Однажды в Орнане
Все мое сочувствие принадлежит народу.
1
Судьба не баловала Гюстава Курбе, и, когда в 1863 году очередная его картина вновь не была принята на парижскую выставку, он только пожал плечами. В конце концов, не в первый раз с ним случилось такое, не впервые «добропорядочные» газеты обливали грязью «чудовище из Орнани», чью картину «Купальщицы» за два года до этого, хлестнув тростью, приказал убрать с выставки Наполеон III. А «Погребение в Орнане»? Какой крик подняла тогда наполеоновская пресса, каких только гадостей не наговорила! Подумать только, художник осмеливается брать сюжеты из самой жизни! И изображать такие сцены, в которых главное действующее лицо — народ.
Он был выходцем из народа и свое крестьянское происхождение помнил хорошо; недаром так часто он из Парижа наезжал в родные места — в Орнан, в деревушку Флажей, где долгие годы крестьянствовал его дед, где жили летом отец и мать. Здесь, где все ему было знакомо и мило, он создал многие свои картины, работяга и весельчак, чье имя на протяжении десятилетий было ненавистно буржуа.

Опираясь на текст -
1. Пожалуйста, перепишите фрагмент о Курбе от слов «Однажды в Орнане» до слов «лицо — народ.» включительно, заменив «Наполеон III» на «император».
2. Определите, соответствуют ли фрагменту о Курбе следующие утверждения: (a) картину «Купальщицы» приказал убрать с выставки Наполеон III; (b) Курбе происходил из семьи парижских буржуа; (c) в деревушке Флажей долгие годы крестьянствовал дед художника. Ответьте «да» или «нет» и приведите решающие слова фрагмента.
3. В каком году, согласно фрагменту о Курбе, очередную картину художника снова не приняли на парижскую выставку?

(Извлечённые данные)
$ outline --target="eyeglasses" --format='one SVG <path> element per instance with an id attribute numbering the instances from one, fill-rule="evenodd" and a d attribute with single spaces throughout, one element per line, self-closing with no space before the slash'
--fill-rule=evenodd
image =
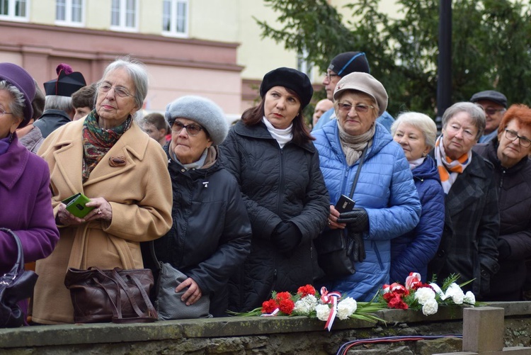
<path id="1" fill-rule="evenodd" d="M 487 115 L 496 115 L 496 112 L 503 112 L 505 111 L 505 108 L 494 108 L 493 107 L 483 107 L 483 106 L 480 105 L 479 103 L 476 103 L 476 106 L 478 106 L 479 108 L 483 110 L 483 111 L 486 113 Z"/>
<path id="2" fill-rule="evenodd" d="M 101 92 L 109 92 L 113 88 L 115 94 L 120 97 L 132 96 L 131 93 L 123 86 L 113 86 L 108 83 L 100 83 L 98 85 L 98 89 Z"/>
<path id="3" fill-rule="evenodd" d="M 332 78 L 335 78 L 336 77 L 339 77 L 339 75 L 338 75 L 337 74 L 329 73 L 329 72 L 326 72 L 324 74 L 324 78 L 329 81 L 332 80 Z"/>
<path id="4" fill-rule="evenodd" d="M 340 102 L 338 103 L 339 110 L 343 112 L 350 112 L 352 110 L 352 105 L 350 103 L 346 103 L 344 102 Z M 354 106 L 354 110 L 358 113 L 365 113 L 369 112 L 369 108 L 374 108 L 375 106 L 372 105 L 365 105 L 364 103 L 358 103 Z"/>
<path id="5" fill-rule="evenodd" d="M 191 136 L 198 135 L 201 132 L 201 130 L 205 129 L 199 125 L 194 125 L 193 123 L 183 125 L 178 120 L 173 122 L 173 124 L 171 125 L 171 130 L 173 132 L 181 132 L 183 130 L 183 128 L 185 128 L 186 132 Z"/>
<path id="6" fill-rule="evenodd" d="M 4 108 L 0 108 L 0 115 L 13 115 L 12 112 L 6 112 Z"/>
<path id="7" fill-rule="evenodd" d="M 531 147 L 531 140 L 530 140 L 529 138 L 519 136 L 518 133 L 515 132 L 514 130 L 510 130 L 506 128 L 506 137 L 508 140 L 513 142 L 516 140 L 516 138 L 520 139 L 520 145 L 521 145 L 524 148 L 529 148 L 530 147 Z"/>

Список ответов -
1.
Однажды в Орнане
Все мое сочувствие принадлежит народу.
1
Судьба не баловала Гюстава Курбе, и, когда в 1863 году очередная его картина вновь не была принята на парижскую выставку, он только пожал плечами. В конце концов, не в первый раз с ним случилось такое, не впервые «добропорядочные» газеты обливали грязью «чудовище из Орнани», чью картину «Купальщицы» за два года до этого, хлестнув тростью, приказал убрать с выставки император. А «Погребение в Орнане»? Какой крик подняла тогда наполеоновская пресса, каких только гадостей не наговорила! Подумать только, художник осмеливается брать сюжеты из самой жизни! И изображать такие сцены, в которых главное действующее лицо — народ.

2.
(a) Да: «приказал убрать с выставки Наполеон III».
(b) Нет: «Он был выходцем из народа и свое крестьянское происхождение помнил хорошо».
(c) Да: «в деревушку Флажей, где долгие годы крестьянствовал его дед».

3. В 1863 году.